◆ INSTRUCTION A
State how many lines of the listing contain the string "stand", treating case as significant, and give only the number.

◆ TEXT SHOWN
*****

But that's just trivia. The point I'm making with this is that those systems eventually get washed aside, regardless of the the previous cultures. Essentially they are forced to change with the times. So even if the core beliefs remain, the can neither espouse such a system nor can they dismiss it. What effects such changes is the times.

As for different cultures I can't say. I have to admit my knowledge on chinese hierarchy is sketchy at best. I do know the Japanese were very structured and everything had it's place so I can speak for that, but as for other cultures, it would have to depend on 1.) whether they have such a hierarchical structure in place to start with and 2.) how deep rooted the martial philosphy is within that structure.


----------



## pgsmith (Sep 16, 2008)

> tell us in some small detail neither what, exactly? So that the specific point(s) are spelled out. Nothing fancy mind you.


  I already did that.


> You had pretty much no chance of progressing in life because of how it looked and reflected on high ranking members of societ.


  That is actually not a true statement. Due to the fact that Japan's history involves much fighting, there was actually quite a lot of opportunity to move up from the farmer class to the samurai class through might of arms. Later in Japan's history, the Tokugawa shogunate solidified the the castes, making it extremely hard for the farmer class to move up, but allowing the merchant class, who did very well without all the fighting, to be able to buy their way into the upper class. There were periods over the course of the 1000 year history of the samurai that movement was basically impossible, but those were more isolated periods than history as a whole.


----------



## kwaichang (Sep 16, 2008)

..no matter what position, IMO, knowing the history of it and a bit about the society it evolved in, helps to ground your knowledge...and have more respect for the chosen art.


----------



## jtweymo (Sep 16, 2008)

Hi guys,

Well said, all of you guys. I appreciated the lot of remarks.



> Hyper Shadow said:For me to say neither I would say it cannot espouse the old systems simply because the old systems relied on it for a guidance on conformity. There are many other factors that would have to be taken into account for these systems. Factors such as different families and their traditions. The person in charge of state at the time (which emperor). The standing of the family. The individuals and their personal relationships throughout. Main factors being constant change in times meant that old traditions were constantly adapted. The Budo we know today may not even be the same as what was actively integrated all those years ago.

*****

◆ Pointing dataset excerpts
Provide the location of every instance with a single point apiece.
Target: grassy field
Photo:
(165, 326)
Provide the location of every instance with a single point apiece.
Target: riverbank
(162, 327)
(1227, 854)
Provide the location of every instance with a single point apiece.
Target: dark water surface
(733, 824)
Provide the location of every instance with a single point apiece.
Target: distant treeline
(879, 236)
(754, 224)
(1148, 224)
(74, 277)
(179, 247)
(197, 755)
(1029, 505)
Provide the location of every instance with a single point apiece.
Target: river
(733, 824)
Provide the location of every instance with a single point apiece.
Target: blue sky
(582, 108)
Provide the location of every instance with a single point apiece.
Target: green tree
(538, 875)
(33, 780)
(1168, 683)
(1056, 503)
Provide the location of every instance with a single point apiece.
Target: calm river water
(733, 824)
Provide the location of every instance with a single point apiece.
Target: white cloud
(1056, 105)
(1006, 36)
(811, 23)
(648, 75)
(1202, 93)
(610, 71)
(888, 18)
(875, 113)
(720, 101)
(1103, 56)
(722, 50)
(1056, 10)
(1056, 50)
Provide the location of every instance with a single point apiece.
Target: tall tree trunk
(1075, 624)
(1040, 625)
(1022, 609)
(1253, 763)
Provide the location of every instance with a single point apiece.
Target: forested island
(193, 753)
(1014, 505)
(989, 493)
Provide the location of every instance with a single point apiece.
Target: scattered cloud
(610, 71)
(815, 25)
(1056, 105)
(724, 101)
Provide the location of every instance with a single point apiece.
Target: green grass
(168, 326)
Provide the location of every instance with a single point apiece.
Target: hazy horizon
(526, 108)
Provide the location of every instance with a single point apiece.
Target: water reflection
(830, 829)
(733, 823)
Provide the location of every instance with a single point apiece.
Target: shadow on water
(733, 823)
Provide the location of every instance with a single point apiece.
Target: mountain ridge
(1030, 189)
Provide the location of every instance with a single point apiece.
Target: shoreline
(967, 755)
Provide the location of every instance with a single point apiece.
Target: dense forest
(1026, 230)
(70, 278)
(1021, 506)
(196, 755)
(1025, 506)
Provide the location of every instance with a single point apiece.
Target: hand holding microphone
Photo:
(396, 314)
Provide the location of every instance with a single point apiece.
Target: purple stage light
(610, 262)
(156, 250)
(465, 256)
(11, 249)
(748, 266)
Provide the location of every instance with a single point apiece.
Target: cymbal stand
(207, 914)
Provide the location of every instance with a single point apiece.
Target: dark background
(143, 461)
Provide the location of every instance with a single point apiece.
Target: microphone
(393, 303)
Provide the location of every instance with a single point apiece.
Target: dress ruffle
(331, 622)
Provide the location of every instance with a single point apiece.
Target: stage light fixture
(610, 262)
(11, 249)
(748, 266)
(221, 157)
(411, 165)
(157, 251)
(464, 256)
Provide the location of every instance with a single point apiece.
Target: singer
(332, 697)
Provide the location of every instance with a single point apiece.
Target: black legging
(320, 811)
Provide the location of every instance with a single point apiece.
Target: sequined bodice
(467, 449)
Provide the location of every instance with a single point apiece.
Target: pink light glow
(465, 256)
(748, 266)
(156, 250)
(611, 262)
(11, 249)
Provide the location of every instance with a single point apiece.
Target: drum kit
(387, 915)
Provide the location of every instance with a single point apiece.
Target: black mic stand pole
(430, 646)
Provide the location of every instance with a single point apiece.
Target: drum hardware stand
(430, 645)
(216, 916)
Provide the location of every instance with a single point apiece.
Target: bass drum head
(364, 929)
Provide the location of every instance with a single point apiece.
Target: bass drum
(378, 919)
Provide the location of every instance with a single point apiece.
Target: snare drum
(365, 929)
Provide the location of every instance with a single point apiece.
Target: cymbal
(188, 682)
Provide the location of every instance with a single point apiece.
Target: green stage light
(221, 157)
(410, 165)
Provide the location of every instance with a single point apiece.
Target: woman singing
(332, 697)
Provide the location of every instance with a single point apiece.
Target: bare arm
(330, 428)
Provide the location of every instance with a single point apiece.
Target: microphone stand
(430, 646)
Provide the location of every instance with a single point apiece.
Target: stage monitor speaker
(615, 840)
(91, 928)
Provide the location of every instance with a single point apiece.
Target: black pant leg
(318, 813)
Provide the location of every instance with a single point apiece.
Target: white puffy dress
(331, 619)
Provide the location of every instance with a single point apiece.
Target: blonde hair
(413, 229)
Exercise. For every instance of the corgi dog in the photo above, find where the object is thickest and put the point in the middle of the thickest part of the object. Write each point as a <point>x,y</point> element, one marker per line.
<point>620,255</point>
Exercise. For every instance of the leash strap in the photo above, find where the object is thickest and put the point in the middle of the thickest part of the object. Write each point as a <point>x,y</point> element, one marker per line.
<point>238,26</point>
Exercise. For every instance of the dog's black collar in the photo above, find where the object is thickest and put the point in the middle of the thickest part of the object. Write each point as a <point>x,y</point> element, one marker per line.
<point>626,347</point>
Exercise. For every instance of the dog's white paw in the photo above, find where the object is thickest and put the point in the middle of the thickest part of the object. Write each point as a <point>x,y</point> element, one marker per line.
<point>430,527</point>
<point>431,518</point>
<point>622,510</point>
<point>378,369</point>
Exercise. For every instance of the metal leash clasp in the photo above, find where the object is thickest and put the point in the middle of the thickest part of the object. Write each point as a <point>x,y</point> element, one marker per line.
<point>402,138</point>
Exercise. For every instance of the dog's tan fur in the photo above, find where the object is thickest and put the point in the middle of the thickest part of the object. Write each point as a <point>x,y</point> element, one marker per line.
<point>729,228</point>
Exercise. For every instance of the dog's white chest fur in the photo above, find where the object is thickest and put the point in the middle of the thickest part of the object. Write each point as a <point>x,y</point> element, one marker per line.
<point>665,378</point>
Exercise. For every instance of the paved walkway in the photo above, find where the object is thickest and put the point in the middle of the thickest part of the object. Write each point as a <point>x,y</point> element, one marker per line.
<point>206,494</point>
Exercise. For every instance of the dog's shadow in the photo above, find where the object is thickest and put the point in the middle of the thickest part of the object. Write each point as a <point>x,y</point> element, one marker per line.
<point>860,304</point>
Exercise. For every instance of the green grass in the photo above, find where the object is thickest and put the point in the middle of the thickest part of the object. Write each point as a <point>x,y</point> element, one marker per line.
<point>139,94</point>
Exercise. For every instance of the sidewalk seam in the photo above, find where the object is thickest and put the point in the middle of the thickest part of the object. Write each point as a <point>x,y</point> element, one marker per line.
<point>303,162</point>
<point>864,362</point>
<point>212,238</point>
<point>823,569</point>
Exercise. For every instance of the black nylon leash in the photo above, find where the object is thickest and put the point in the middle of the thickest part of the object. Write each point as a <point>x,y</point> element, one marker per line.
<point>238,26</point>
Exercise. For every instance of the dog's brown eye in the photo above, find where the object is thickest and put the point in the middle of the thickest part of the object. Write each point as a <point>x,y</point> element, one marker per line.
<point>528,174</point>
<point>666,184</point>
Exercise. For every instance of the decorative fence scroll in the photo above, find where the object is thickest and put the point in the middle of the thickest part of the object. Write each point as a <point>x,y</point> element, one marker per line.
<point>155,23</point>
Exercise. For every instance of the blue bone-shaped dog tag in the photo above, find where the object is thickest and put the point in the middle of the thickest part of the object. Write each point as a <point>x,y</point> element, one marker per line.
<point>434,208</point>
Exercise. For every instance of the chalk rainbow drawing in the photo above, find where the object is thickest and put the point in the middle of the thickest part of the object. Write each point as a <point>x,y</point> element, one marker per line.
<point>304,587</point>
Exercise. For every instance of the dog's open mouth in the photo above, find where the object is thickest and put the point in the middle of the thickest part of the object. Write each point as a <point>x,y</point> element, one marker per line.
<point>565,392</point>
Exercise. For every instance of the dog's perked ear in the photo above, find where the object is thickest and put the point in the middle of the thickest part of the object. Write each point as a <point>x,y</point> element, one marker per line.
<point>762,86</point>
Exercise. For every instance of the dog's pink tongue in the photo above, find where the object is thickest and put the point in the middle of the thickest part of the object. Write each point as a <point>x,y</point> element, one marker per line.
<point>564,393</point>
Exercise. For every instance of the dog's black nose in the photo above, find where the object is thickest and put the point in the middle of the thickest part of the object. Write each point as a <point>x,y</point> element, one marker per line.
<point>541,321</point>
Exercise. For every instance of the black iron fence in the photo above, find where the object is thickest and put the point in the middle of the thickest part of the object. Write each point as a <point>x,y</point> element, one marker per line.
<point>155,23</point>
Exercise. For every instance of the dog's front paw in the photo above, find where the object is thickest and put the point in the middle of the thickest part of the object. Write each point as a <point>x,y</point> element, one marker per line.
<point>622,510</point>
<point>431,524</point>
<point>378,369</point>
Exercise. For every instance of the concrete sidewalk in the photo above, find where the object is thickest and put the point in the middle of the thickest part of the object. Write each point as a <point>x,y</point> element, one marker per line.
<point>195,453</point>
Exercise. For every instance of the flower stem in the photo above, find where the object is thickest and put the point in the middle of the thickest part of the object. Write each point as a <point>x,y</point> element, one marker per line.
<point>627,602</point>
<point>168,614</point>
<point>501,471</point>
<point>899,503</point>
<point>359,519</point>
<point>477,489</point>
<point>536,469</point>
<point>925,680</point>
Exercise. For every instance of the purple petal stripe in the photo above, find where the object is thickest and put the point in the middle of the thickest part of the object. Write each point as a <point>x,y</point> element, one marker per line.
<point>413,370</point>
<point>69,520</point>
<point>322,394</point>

*****

◆ INSTRUCTION B
Answer these questions about the forum thread above, one answer per line:
(i) According to pgsmith, which class was able to buy its way into the upper class under the Tokugawa shogunate?
(ii) How many years of samurai history does pgsmith mention?
(iii) According to kwaichang, what does knowing the history of an art and the society it evolved in help with?

◆ REPLY A
4

◆ REPLY B
(i) The merchant class.
(ii) 1000 years.
(iii) It helps ground one's knowledge and fosters more respect for the chosen art.